Work required
Change "running track" to "race track" in the data below, starting at the line containing "[indicate] the trophy" and continuing through the end, then give those lines again with everything else unchanged.

(Data records)
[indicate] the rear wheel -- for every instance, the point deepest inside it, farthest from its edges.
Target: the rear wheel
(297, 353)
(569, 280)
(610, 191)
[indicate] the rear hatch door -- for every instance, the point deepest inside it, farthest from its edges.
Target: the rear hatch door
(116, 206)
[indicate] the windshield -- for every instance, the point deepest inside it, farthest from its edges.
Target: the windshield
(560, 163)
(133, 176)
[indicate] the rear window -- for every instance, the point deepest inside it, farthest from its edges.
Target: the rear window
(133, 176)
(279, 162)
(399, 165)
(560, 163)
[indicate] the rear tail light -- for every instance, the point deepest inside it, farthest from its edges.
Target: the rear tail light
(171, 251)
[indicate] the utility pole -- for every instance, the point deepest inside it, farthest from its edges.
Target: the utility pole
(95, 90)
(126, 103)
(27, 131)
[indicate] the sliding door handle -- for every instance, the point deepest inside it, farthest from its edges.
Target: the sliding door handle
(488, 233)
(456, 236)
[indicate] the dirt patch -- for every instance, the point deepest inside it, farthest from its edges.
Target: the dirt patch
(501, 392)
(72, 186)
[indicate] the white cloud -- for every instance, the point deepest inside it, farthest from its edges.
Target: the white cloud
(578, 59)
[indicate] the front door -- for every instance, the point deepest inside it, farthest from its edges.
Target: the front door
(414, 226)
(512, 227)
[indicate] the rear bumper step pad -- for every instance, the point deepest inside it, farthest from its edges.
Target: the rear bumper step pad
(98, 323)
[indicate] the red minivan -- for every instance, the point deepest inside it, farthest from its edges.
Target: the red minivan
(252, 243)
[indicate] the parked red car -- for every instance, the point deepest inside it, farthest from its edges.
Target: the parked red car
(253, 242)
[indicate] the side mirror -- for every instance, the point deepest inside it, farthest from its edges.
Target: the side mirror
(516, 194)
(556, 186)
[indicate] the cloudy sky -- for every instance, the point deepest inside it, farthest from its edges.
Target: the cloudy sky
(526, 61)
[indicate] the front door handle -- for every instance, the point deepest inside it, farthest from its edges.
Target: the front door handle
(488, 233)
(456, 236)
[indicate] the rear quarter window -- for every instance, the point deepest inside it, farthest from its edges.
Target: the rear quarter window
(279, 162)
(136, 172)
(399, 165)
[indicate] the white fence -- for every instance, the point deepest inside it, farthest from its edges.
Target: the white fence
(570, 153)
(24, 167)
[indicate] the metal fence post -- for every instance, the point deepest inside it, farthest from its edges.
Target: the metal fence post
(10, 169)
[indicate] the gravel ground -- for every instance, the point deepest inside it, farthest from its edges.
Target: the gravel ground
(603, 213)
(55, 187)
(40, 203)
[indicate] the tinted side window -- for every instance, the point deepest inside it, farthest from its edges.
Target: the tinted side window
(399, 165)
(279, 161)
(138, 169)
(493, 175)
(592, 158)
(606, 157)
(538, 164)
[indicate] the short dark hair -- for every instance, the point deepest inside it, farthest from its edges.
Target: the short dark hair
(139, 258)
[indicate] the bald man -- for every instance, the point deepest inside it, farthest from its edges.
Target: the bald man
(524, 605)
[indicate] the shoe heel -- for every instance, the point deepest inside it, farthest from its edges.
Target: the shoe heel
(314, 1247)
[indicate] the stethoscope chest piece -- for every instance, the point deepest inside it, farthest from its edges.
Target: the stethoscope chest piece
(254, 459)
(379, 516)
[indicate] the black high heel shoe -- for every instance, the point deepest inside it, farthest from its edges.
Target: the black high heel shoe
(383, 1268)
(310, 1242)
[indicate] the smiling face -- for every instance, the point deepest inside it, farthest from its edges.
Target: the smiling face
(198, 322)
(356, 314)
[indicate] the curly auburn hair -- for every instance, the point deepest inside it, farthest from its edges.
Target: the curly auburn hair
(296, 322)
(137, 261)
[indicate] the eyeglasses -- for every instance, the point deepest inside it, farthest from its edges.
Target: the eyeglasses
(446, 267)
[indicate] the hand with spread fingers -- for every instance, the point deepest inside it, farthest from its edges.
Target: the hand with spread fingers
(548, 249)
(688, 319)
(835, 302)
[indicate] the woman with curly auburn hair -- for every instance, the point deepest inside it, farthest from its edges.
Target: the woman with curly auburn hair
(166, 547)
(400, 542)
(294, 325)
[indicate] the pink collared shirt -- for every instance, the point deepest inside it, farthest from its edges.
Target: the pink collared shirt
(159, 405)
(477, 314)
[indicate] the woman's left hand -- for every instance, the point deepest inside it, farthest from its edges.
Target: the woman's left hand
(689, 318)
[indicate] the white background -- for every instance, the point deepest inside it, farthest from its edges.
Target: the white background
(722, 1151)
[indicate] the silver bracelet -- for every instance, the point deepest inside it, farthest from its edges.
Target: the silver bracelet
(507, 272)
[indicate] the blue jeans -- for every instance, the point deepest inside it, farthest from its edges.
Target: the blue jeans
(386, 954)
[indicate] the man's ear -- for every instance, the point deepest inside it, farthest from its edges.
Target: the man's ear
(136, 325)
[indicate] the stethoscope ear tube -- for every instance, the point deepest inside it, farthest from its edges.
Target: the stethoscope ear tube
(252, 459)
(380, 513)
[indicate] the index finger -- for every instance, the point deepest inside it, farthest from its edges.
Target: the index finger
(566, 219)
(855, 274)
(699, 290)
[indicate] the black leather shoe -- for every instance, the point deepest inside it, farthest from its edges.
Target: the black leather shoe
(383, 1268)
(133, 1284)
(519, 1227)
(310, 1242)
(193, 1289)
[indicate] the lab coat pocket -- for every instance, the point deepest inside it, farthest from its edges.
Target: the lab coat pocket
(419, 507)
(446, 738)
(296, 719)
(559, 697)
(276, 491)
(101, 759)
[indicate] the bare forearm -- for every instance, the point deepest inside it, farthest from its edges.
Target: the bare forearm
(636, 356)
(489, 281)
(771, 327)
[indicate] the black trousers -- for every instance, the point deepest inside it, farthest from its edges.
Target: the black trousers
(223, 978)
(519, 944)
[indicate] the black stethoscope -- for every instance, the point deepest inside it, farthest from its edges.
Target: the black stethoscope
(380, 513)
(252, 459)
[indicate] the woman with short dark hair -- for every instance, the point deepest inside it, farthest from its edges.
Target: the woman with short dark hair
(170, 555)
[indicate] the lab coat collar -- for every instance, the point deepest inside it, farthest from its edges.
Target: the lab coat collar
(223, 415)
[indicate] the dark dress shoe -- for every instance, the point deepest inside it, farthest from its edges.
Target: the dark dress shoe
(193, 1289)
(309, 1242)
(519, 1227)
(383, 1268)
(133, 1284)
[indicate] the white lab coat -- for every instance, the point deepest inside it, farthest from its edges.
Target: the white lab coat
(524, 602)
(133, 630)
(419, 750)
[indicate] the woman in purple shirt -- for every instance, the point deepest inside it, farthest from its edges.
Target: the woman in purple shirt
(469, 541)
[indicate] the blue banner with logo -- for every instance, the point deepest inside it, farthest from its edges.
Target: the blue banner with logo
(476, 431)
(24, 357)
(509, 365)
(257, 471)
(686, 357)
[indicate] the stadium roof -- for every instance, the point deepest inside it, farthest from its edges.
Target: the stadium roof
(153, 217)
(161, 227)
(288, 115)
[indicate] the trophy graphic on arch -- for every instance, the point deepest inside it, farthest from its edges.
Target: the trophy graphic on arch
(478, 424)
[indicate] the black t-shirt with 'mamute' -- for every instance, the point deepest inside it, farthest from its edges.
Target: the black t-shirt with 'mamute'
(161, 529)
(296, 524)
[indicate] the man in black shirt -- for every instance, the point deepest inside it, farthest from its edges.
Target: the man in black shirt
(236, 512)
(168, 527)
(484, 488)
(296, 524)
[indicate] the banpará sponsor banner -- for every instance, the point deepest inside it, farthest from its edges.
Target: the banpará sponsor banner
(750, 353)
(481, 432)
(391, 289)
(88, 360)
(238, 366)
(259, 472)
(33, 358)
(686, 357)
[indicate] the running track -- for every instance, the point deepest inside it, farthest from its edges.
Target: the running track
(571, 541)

Correct result
[indicate] the trophy graphic on arch -- for every instance, the point deepest inside it, farthest from its edges.
Target: the trophy graphic on arch
(478, 424)
[indicate] the black t-shirt with 'mamute' -- for every instance, the point deepest inside it, farthest from its edges.
Target: the black t-shirt with 'mamute'
(161, 529)
(296, 524)
[indicate] the man in black shirt -- for every instance, the point deepest inside it, farthest from its edges.
Target: the man in black shirt
(236, 512)
(168, 527)
(484, 488)
(296, 524)
[indicate] the banpará sponsor banner -- for every instance, the point deepest inside it, farthest from its edges.
Target: the banpará sponsor banner
(750, 353)
(481, 432)
(391, 289)
(88, 360)
(238, 366)
(259, 472)
(33, 358)
(686, 357)
[indicate] the race track -- for every instance, the point deepest inside it, farthest from its edges.
Target: the race track
(571, 541)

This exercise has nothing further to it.